Поэтому задача у нас… Самое главное понять: в этом технологическом суверенитете кроется рост производительности труда, а производительность труда ведет к снижению общественно необходимых затрат на производство единицы продукции. И здесь кроется основа для более выгодного международного обмена. Если ты будешь все время продавать тот продукт, на который ты мало потратил производительности труда, то тебе придется большее количество этого примитивного продукта обменивать, условно говоря, за один айфон какой-то. И в этом айфоне воплощено так много производительности труда, что все большая и большая часть твоих ресурсов будет ко мне уходить.

Письменные задания>
a - Переведите на английский предложение из фрагмента о технологическом суверенитете: «И здесь кроется основа для более выгодного международного обмена.»
b - Напишите продолжение фрагмента о технологическом суверенитете и производительности труда, начиная с места, где он обрывается.
Листинг для работы с текстом не требуется.

Данные>
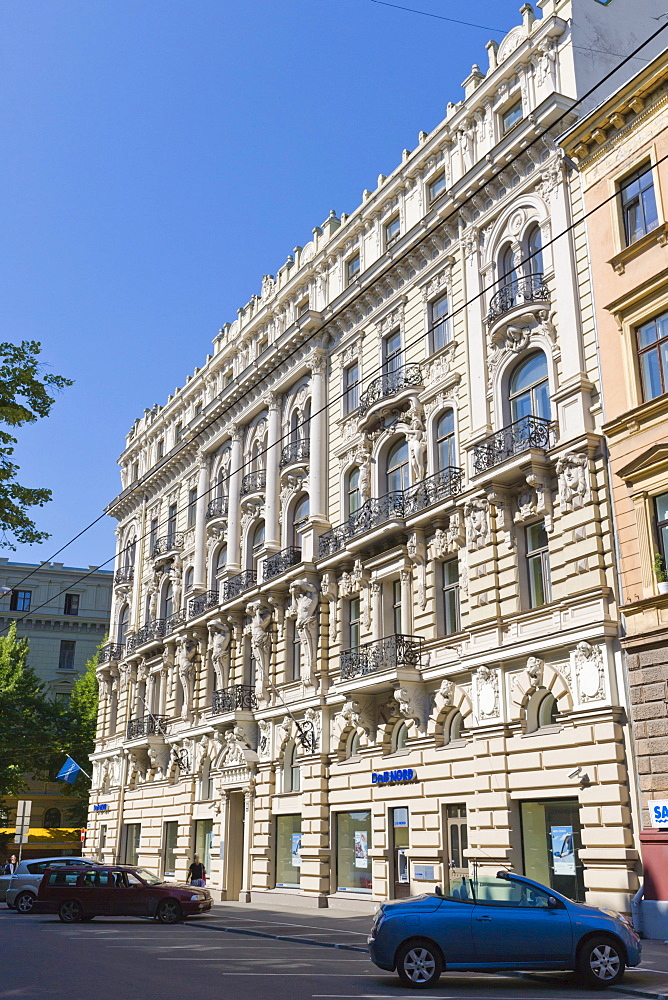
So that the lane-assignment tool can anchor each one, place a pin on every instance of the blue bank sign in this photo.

Ответы по заданиям>
a - And herein lies the basis for a more advantageous international exchange.

b -
И это, по Марксу, является справедливым. Когда говорят: «Это несправедливо, это колониализм», — нет, друзья мои, с точки зрения марксистской теории, обмен происходит по стоимости. Просто у вас, чтобы стоимость были эквивалентными, мне нужно дать вам один айфон, а вы мне должны вылить 100 цистерн топлива, или, не знаю, какао бобов, или кофе бобов, или сахара, или чего-то еще. В этом-то смысл: мы исходим из того, что весь обмен происходит справедливо — ну, за исключением каких-то вопиющих случаев. Но в этой справедливости и заложена разница в производительности труда.

Так вот технологический суверенитет — это не самоцель на самом деле. Просто в создавшихся условиях, когда мы оказались отрезанными от доступа к технологиям, это лозунг, чтобы мы начали что-то делать. Но ни одна страна не обладает технологическим суверенитетом, поскольку даже глупо рассчитывать, что у нас будут созданы все школы любого производства от А до Я и на конкурентоспособном уровне. Этого не было и не будет.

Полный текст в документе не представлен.